Set exercise A:
Can you write out, word for word, the part of the Kristen Smart passage from "On May 25, 1996, at" down to "in high school."?

** begin Page extract **

On May 25, 1996, at 2 a.m., 19-year-old Cal Poly freshman Kristen Smart was last seen at the intersection of Grand Avenue and Perimeter Road on the Cal Poly campus with fellow student Paul Flores. Just a month short of 25 years later, Flores, the last person to see Smart alive, was charged with her murder.
There are a lot of good reports on the case here, here, and here.
When Smart was reported missing three days later, on May 28, I was nearing the end of my first newspaper stint as a reporter/Sunday editor at The Lompoc Record. The next month I'd be heading up to Aberdeen, Wash., to take a job at The Daily World. My younger sister was finishing up her junior year at Cal Poly, having decided to attend after spending a weekend with me and my friends—to her shock, her brother wasn't the big dork she'd remembered in high school.

** end Page extract **
** begin Given data **

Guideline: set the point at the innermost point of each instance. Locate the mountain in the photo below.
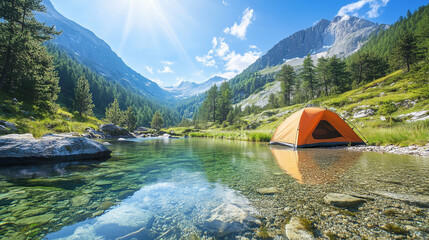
(188, 89)
(342, 36)
(84, 46)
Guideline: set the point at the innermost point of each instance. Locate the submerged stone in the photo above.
(342, 200)
(267, 191)
(419, 200)
(79, 201)
(40, 220)
(24, 148)
(105, 205)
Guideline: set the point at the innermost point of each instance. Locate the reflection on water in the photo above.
(314, 166)
(190, 188)
(185, 205)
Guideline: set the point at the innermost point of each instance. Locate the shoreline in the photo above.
(414, 150)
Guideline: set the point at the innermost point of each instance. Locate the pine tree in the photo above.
(286, 76)
(211, 102)
(83, 97)
(224, 105)
(130, 119)
(26, 69)
(322, 73)
(157, 121)
(308, 76)
(114, 113)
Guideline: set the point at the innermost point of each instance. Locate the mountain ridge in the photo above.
(84, 46)
(187, 89)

** end Given data **

Set exercise B:
Can you output the lines of the records from the one containing "ridge in the photo above." down to the end of the records as a JSON list of strings, one per line, with blank lines omitted?

Exercise response A:
On May 25, 1996, at 2 a.m., 19-year-old Cal Poly freshman Kristen Smart was last seen at the intersection of Grand Avenue and Perimeter Road on the Cal Poly campus with fellow student Paul Flores. Just a month short of 25 years later, Flores, the last person to see Smart alive, was charged with her murder.
There are a lot of good reports on the case here, here, and here.
When Smart was reported missing three days later, on May 28, I was nearing the end of my first newspaper stint as a reporter/Sunday editor at The Lompoc Record. The next month I'd be heading up to Aberdeen, Wash., to take a job at The Daily World. My younger sister was finishing up her junior year at Cal Poly, having decided to attend after spending a weekend with me and my friends—to her shock, her brother wasn't the big dork she'd remembered in high school.

Exercise response B:
[
  "Guideline: set the point at the innermost point of each instance. Locate the mountain ridge in the photo above.",
  "(84, 46)",
  "(187, 89)"
]